■ Document:
------------

Should no standby thread exist in the thread cache 160, the thread manager 150 may create a thread using the API 135. Once created, the thread manager 150 may add the newly created thread as a standby thread to the thread cache 160, in some embodiments, or it may use the newly created thread to satisfy the thread creation request, in other embodiments. Implementation of thread creation requests is discussed in further detail below in FIGS. 2 and 3.


In addition, to improve the likelihood that a standby thread will exist in thread cache 160 when a thread creation request is received, the thread manager 150 may, in some embodiments, monitor the number of standby threads in the thread cache 160. Should the number of standby threads not exceed a lower threshold, the thread manager may create one or more standby thread using the API 135. Once created, the thread manager 150 may then add the newly created standby thread(s) to the thread cache 160. Should the number of standby threads exceed an upper threshold, the thread manager may remove one or more standby thread using the API 135. Further details are discussed below in FIG. 4.


The thread manager may implement thread termination in response to a request received via the API 170. In some embodiments, the thread manager may retain the identified thread in the thread cache rather than destroying the thread through the API 135. To retain the thread, in some embodiments the thread manager 160 may place the thread into a standby, or unscheduled, state using the API 135 and add the thread to the thread cache 160. Retaining the thread in the thread cache may result in the thread-specific data structures, including the data structures 165 and 140, being retained to enable lower latency creation of future threads.



FIG. 2 is a flow diagram illustrating embodiments of a method of creating a thread for an application using a standby thread from a thread cache. The method begins at step 200 where a request to create a thread of an application process may be received, such as via the API 170 as shown in FIG. 1. Once received, the method proceeds to step 210 where a cache maintains standby threads, such as the thread cache 160 as shown in FIG. 1, is checked to determine if a standby thread is available.


If a standby thread is available, as shown in 220, in some embodiments the process may proceed to step 230, where the standby thread is allocated by removing the standby thread from the cache of standby threads, for example by removing a first standby thread from a linked list of available standby threads as discussed above in regard to FIG. 1. The method may then initialize thread-local storage in some embodiments, such as standby thread data structure 165 and kernel-mode thread data structure 140 as shown in FIG. 1, and place the thread in a scheduled state, such as via the API 135 as shown in FIG. 1. The method is then complete.

------------

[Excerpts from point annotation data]
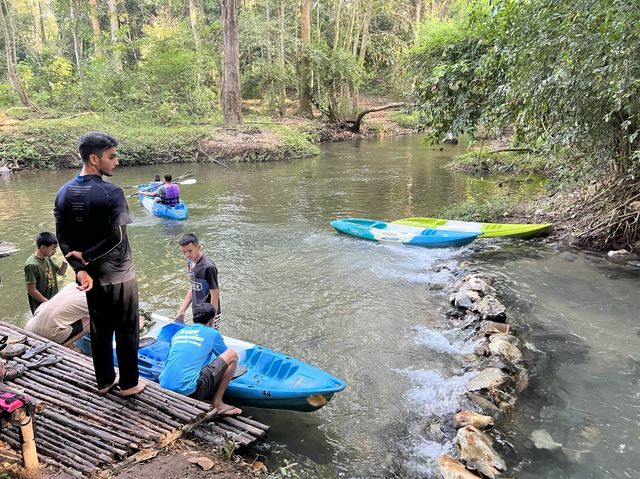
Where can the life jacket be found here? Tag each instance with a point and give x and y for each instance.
(171, 195)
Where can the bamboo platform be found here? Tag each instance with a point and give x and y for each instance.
(84, 433)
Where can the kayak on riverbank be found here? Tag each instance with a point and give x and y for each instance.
(411, 235)
(486, 230)
(272, 380)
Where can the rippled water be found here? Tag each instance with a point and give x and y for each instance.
(363, 311)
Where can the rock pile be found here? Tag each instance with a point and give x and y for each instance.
(502, 373)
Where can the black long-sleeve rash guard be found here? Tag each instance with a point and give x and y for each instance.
(91, 217)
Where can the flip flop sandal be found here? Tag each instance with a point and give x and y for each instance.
(39, 348)
(13, 370)
(240, 370)
(48, 360)
(12, 350)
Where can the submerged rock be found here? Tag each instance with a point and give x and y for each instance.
(490, 308)
(476, 450)
(543, 440)
(505, 349)
(489, 378)
(451, 468)
(464, 299)
(470, 418)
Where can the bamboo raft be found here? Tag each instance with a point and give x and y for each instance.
(84, 433)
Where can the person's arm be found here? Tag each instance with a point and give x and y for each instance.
(62, 269)
(35, 294)
(215, 299)
(183, 307)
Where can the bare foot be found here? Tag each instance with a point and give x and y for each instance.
(228, 410)
(137, 389)
(106, 389)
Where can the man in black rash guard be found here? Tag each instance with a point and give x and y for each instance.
(91, 218)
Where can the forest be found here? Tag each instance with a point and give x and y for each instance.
(560, 79)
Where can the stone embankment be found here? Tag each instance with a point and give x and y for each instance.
(491, 394)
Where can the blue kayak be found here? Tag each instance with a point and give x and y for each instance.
(272, 380)
(394, 233)
(176, 212)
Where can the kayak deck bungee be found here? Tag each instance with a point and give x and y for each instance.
(390, 233)
(486, 230)
(176, 212)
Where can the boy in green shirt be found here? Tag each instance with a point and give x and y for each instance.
(40, 271)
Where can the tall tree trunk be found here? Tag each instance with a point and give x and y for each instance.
(416, 21)
(12, 72)
(231, 67)
(281, 24)
(336, 32)
(193, 22)
(114, 26)
(95, 25)
(40, 37)
(305, 34)
(363, 49)
(365, 31)
(73, 15)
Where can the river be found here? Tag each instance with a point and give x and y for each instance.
(370, 313)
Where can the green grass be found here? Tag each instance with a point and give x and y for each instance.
(52, 143)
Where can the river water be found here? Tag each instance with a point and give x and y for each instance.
(369, 313)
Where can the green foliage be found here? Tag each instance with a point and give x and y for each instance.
(565, 75)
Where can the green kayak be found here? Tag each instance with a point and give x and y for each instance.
(487, 230)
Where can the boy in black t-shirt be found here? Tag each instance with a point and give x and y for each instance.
(203, 278)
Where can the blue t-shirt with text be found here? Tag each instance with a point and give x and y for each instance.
(192, 348)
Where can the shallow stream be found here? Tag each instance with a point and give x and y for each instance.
(370, 313)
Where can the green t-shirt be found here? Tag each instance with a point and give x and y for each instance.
(42, 272)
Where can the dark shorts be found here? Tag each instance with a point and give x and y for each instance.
(209, 379)
(76, 328)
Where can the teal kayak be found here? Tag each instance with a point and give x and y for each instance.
(387, 232)
(272, 380)
(176, 212)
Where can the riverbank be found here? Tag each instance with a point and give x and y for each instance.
(598, 214)
(28, 143)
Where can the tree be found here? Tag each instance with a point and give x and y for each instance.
(9, 49)
(305, 36)
(231, 67)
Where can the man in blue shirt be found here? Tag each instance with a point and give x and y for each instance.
(199, 364)
(91, 225)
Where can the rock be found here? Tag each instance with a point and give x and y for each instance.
(490, 308)
(491, 327)
(510, 338)
(474, 283)
(470, 418)
(543, 440)
(450, 139)
(465, 299)
(484, 405)
(489, 378)
(505, 349)
(477, 452)
(451, 468)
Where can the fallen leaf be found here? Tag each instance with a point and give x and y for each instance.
(204, 462)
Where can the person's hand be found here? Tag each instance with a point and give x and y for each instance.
(77, 255)
(86, 281)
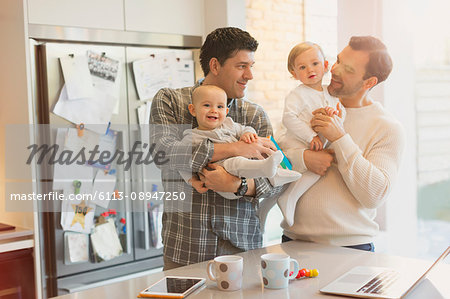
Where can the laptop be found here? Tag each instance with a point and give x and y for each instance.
(376, 282)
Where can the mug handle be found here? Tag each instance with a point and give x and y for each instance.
(209, 270)
(296, 268)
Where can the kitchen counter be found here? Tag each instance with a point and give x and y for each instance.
(331, 261)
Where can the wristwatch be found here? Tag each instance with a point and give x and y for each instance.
(242, 188)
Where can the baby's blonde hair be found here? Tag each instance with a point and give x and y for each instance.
(299, 49)
(198, 91)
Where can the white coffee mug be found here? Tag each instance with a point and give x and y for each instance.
(275, 268)
(228, 272)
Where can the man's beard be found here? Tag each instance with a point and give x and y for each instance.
(343, 90)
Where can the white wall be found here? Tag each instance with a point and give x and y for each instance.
(14, 96)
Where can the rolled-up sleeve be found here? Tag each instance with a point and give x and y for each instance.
(166, 132)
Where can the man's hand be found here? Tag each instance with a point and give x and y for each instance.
(216, 178)
(260, 149)
(331, 127)
(318, 162)
(316, 144)
(197, 184)
(248, 137)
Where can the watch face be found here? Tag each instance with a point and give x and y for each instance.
(242, 188)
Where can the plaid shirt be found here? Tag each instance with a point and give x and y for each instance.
(192, 236)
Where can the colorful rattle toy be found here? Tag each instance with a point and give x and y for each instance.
(307, 273)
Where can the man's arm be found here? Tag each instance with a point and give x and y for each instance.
(260, 187)
(370, 177)
(166, 115)
(296, 116)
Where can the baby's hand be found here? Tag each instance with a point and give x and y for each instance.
(197, 184)
(316, 144)
(331, 111)
(249, 137)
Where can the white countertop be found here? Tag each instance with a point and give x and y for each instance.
(16, 239)
(331, 262)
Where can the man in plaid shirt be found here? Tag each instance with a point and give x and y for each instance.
(212, 225)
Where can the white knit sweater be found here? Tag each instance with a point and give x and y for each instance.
(340, 208)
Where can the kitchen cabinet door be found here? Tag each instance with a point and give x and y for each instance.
(171, 16)
(99, 14)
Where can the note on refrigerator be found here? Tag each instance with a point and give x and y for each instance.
(103, 186)
(106, 74)
(76, 247)
(107, 144)
(77, 77)
(95, 113)
(105, 241)
(65, 174)
(184, 73)
(153, 73)
(77, 215)
(76, 143)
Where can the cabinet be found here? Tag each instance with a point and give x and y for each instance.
(172, 16)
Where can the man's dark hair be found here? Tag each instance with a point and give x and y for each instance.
(224, 43)
(380, 63)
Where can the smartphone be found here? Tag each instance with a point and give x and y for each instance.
(173, 287)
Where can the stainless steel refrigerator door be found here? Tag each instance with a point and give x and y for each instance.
(54, 81)
(148, 177)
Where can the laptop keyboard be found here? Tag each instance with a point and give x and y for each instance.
(380, 283)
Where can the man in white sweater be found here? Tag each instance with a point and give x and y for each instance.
(340, 208)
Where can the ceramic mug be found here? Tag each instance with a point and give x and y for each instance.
(275, 268)
(227, 272)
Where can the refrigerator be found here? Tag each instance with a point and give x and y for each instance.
(60, 275)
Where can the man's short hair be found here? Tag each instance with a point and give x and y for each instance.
(224, 43)
(197, 92)
(380, 63)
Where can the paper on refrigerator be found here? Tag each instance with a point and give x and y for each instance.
(105, 241)
(106, 75)
(184, 73)
(76, 247)
(103, 187)
(95, 113)
(77, 77)
(64, 174)
(153, 73)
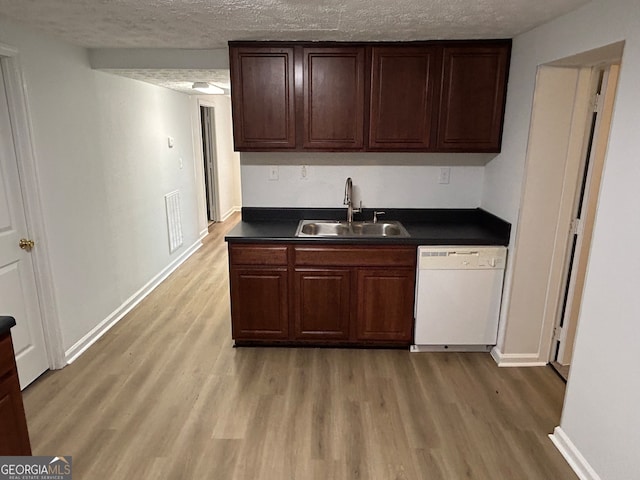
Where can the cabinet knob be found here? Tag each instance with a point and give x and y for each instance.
(26, 244)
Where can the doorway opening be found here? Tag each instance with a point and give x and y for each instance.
(207, 122)
(604, 81)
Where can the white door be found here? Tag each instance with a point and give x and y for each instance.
(18, 294)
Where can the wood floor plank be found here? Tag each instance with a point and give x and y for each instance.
(165, 395)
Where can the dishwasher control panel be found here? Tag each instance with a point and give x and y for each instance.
(461, 257)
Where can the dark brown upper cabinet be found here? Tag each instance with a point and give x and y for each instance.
(404, 85)
(263, 98)
(471, 107)
(440, 96)
(333, 87)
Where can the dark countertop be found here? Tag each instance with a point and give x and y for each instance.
(426, 226)
(6, 323)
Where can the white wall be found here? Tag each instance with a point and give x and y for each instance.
(601, 416)
(379, 180)
(104, 167)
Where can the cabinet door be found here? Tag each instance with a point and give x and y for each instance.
(403, 91)
(473, 94)
(259, 303)
(262, 98)
(333, 88)
(322, 303)
(385, 304)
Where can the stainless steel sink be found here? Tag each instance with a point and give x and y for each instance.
(333, 228)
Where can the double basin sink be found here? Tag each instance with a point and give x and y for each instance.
(334, 228)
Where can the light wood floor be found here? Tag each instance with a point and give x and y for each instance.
(163, 395)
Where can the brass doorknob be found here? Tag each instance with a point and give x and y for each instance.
(26, 244)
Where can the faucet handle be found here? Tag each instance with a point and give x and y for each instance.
(375, 215)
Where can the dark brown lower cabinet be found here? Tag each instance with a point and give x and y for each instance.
(14, 436)
(322, 294)
(385, 304)
(321, 303)
(259, 303)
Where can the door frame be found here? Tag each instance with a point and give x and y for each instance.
(212, 181)
(27, 168)
(575, 268)
(202, 102)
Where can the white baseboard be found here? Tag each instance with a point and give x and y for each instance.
(516, 359)
(572, 455)
(230, 212)
(103, 327)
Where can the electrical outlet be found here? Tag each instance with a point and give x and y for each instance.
(445, 175)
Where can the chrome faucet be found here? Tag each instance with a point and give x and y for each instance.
(348, 200)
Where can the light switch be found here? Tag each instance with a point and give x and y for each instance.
(445, 175)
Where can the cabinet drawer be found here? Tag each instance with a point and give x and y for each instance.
(7, 359)
(355, 256)
(257, 255)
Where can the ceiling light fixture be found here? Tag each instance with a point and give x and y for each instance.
(204, 87)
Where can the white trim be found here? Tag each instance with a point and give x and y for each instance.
(572, 455)
(103, 327)
(449, 348)
(17, 100)
(231, 211)
(516, 359)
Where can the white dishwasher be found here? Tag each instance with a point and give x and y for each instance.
(458, 294)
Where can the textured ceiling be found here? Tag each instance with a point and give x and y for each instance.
(212, 23)
(176, 79)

------------

■ Exercise instructions:
• A. In the thread cache text, what may the thread manager do when the number of standby threads exceeds an upper threshold?
• B. Carry on the thread cache text from its final sentence.

■ Responses by task:
• A. It may remove one or more standby threads using the API 135.

• B.
If, however, a standby thread is not available, as shown in 220, in some embodiments the process may proceed to step 240, where a new thread is created, such as via the API 135 as shown in FIG. 1. The method may then initialize thread-local storage in some embodiments, such as standby thread data structure 165 and kernel-mode thread data structure 140 as shown in FIG. 1, and place the thread in a scheduled state, such as via the API 135 as shown in FIG. 1. The method is then complete.



FIG. 3 is a flow diagram illustrating additional embodiments of a method of creating thread for an application using a standby thread from a thread cache. The method begins at step 300 where a request to create a thread of an application process may be received, such as via the API 170 as shown in FIG. 1. Once received, the method proceeds to step 310 where a cache that maintains standby threads, such as the thread cache 160 as shown in FIG. 1, is checked to determine if a standby thread is available.


If a standby thread is not available, as shown in 320, in some embodiments the process may proceed to step 330, where one or more new threads may be created, such as via the API 135 as shown in FIG. 1. The method may then add these newly created threads to the cache of standby threads, in some embodiments. The method then proceeds to step 340.


If, however, a standby thread is available, as shown in 320, in some embodiments the process may proceed directly to step 340, where a standby thread is allocated by removing the standby thread from the cache of standby threads, for example by removing a first standby thread from a linked list of available standby threads as discussed above in regard to FIG. 1. The method may then initialize thread-local storage in some embodiments, such as standby thread data structure 165 and kernel-mode thread data structure 140 as shown in FIG. 1, and place the thread in a scheduled state, such as via the API 135 as shown in FIG. 1. The method is then complete.



FIG. 4 is a flow diagram illustrating an embodiment of a method for managing standby threads to a thread cache. The method begins at step 400 where a cache that maintains standby threads, such as the thread cache 160 as shown in FIG. 1, is checked to determine if a number of standby threads in the thread cache exceeds upper or lower threshold numbers of standby threads.


If the number of standby threads in the thread cache exceeds a lower threshold number of standby threads, as shown in 410, then the method proceeds to step 415. If the number of standby threads in the thread cache does not exceed an upper threshold number of standby threads, as shown in 415, then the method is complete.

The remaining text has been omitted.